(Photo object pointing material)

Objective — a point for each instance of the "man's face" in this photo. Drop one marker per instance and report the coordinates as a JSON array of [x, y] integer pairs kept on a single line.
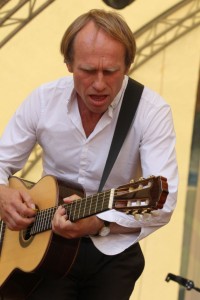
[[98, 68]]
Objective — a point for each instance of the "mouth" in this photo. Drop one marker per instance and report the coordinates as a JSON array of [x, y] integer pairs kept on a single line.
[[99, 99]]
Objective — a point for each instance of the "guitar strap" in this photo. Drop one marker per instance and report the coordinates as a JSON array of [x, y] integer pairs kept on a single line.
[[129, 106]]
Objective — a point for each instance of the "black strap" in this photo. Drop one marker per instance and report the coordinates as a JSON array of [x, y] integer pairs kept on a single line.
[[130, 102]]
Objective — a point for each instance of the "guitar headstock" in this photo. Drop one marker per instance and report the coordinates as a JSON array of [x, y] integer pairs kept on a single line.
[[142, 196]]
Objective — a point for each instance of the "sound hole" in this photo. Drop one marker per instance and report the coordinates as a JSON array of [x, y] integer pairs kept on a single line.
[[25, 238]]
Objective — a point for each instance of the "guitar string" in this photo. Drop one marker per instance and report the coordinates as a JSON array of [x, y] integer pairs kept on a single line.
[[76, 210]]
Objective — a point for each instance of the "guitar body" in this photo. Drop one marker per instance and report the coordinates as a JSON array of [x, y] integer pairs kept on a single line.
[[26, 259], [27, 256]]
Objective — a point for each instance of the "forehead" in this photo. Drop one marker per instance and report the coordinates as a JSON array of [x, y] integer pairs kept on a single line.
[[92, 41]]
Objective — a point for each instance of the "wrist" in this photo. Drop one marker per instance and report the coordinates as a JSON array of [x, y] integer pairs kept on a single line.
[[104, 229]]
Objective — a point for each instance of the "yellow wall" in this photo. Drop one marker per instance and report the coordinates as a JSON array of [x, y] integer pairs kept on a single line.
[[32, 57]]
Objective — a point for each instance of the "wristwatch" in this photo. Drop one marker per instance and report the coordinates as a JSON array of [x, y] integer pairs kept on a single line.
[[105, 230]]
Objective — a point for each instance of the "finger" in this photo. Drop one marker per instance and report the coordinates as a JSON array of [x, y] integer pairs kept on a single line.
[[71, 198]]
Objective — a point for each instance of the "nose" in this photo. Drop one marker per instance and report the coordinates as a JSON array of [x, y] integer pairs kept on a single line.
[[99, 83]]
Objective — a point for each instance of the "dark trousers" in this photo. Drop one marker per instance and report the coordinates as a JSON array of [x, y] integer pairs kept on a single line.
[[95, 276]]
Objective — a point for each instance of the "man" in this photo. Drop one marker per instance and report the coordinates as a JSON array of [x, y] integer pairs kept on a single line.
[[73, 119]]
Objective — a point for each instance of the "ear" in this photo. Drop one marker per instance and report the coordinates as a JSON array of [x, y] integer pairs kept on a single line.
[[127, 70], [69, 67]]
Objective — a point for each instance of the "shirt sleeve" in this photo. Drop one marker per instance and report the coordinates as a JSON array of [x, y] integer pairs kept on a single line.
[[19, 137]]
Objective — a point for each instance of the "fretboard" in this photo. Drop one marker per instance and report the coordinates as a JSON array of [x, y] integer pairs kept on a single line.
[[75, 210]]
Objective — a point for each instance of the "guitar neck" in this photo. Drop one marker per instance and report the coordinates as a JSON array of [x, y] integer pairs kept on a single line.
[[75, 210]]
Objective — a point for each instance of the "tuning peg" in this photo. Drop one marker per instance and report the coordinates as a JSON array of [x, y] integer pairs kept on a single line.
[[147, 216]]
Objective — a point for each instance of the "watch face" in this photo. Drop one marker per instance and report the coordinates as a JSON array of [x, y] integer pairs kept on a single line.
[[104, 231]]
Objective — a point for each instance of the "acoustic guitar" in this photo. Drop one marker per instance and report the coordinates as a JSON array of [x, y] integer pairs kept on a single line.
[[27, 256]]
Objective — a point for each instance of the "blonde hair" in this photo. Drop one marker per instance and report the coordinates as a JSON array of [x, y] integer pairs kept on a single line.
[[110, 22]]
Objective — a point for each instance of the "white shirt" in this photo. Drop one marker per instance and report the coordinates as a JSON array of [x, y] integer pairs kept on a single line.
[[50, 116]]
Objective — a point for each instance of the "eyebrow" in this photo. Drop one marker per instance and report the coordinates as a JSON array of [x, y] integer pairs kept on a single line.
[[90, 68]]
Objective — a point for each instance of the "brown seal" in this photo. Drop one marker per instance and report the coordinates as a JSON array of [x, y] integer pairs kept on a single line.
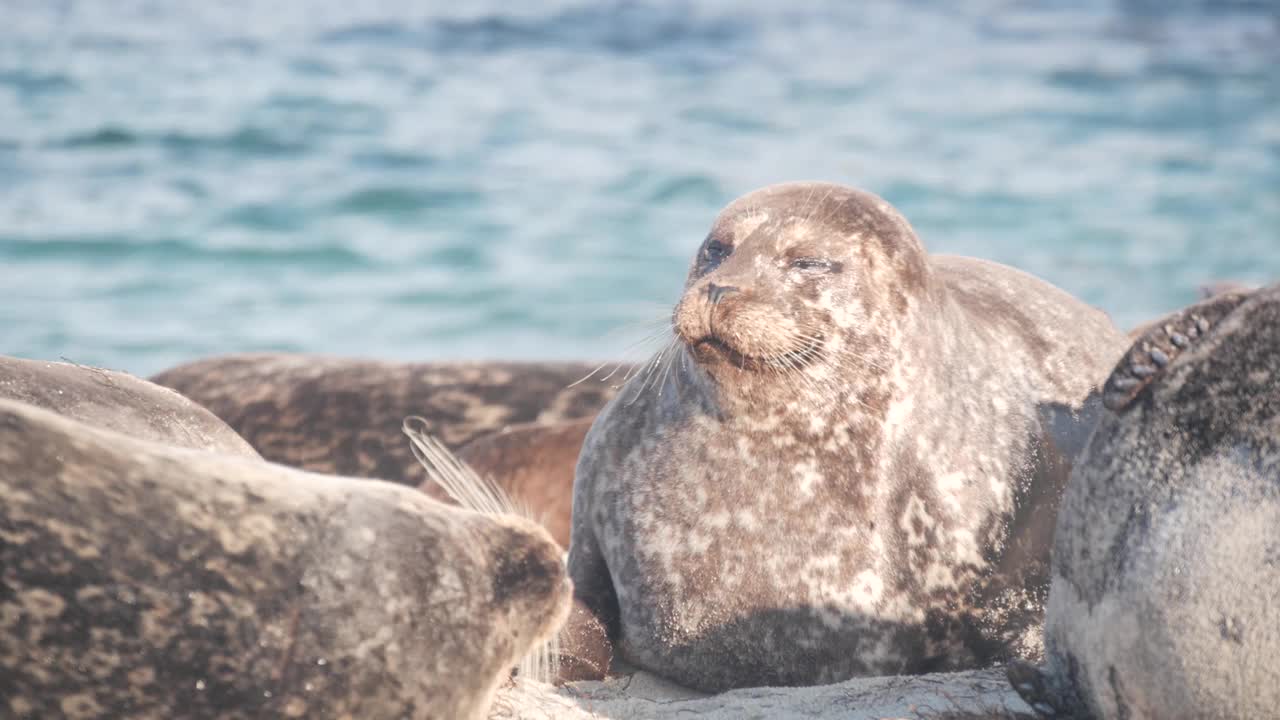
[[534, 465], [146, 580], [343, 415], [851, 463], [1166, 556], [118, 401]]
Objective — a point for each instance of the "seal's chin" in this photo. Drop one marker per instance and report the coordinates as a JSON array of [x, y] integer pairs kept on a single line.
[[712, 350]]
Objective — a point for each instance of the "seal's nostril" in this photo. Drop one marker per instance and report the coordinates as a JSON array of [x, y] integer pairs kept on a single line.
[[717, 292]]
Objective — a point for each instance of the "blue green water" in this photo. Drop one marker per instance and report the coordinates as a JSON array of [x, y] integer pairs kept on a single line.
[[424, 180]]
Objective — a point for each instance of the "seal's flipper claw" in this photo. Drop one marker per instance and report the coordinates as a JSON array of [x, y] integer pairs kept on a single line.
[[585, 651], [1152, 352], [1037, 688]]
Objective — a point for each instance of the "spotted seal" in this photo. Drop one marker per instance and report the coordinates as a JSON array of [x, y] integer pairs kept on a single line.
[[850, 464], [147, 580], [109, 399], [1166, 556], [534, 464], [342, 415]]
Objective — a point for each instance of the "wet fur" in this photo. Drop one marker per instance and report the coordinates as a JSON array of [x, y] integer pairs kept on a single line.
[[837, 470]]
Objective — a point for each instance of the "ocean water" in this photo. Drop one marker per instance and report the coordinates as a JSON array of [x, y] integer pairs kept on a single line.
[[424, 180]]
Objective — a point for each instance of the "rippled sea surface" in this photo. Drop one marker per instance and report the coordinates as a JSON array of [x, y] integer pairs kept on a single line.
[[425, 180]]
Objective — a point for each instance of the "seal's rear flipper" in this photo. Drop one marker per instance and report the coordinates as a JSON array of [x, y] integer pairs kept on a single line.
[[1160, 343], [585, 650], [1040, 689]]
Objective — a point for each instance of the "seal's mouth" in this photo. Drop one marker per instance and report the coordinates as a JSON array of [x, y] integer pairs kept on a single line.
[[712, 349]]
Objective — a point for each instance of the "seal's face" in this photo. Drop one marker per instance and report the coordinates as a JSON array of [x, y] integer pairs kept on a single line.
[[789, 276]]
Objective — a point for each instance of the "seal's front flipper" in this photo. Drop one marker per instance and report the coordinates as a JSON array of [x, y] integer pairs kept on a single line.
[[1160, 343], [585, 650]]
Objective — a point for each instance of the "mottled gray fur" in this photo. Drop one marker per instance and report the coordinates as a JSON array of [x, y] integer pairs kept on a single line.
[[119, 401], [1165, 600], [145, 580], [846, 466], [342, 415]]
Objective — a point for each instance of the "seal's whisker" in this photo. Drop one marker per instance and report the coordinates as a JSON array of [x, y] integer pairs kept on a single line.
[[648, 340], [475, 492]]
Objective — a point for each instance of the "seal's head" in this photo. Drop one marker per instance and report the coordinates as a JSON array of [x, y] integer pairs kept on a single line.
[[799, 277]]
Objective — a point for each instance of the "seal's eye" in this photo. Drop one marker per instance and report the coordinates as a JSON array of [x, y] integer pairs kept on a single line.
[[812, 264], [717, 251]]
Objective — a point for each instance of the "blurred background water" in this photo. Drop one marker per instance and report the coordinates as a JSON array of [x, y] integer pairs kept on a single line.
[[423, 180]]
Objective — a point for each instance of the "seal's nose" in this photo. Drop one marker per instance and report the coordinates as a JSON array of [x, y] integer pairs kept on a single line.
[[717, 292]]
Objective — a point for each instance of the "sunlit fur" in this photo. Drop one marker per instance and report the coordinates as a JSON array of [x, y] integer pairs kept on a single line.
[[475, 492]]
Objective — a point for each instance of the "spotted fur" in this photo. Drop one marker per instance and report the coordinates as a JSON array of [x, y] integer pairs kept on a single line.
[[1166, 557], [848, 464]]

Requirement: Copy out the lines of the material from its beginning through the line that contains "[[142, 196]]", including that line, and leave out the pictures.

Correct output:
Objective — a point for each instance of the "man's face" in this photo. Drop one marker per instance and report the coordinates as a JSON array of [x, y] integer pairs kept on a single line.
[[98, 68]]
Objective — a point for each instance of the "mouth" in this photo. Drop one marker per instance and report the coordinates as a JSON array of [x, y] integer pairs kept on a single line.
[[99, 99]]
Objective — a point for each instance of the "guitar strap" in this photo. Drop one marker per instance and report the coordinates as a JSON array of [x, y] integer pairs kept on a single line.
[[129, 106]]
Objective — a point for each instance of the "black strap" in this photo. Drop one marker per instance and report the coordinates as a JSON array of [x, y] integer pairs kept on a single line.
[[130, 102]]
Objective — a point for each instance of the "guitar headstock" in this photo. Drop one marker per instance and report the coordinates as a JSON array of [x, y] integer pairs kept on a single line.
[[142, 196]]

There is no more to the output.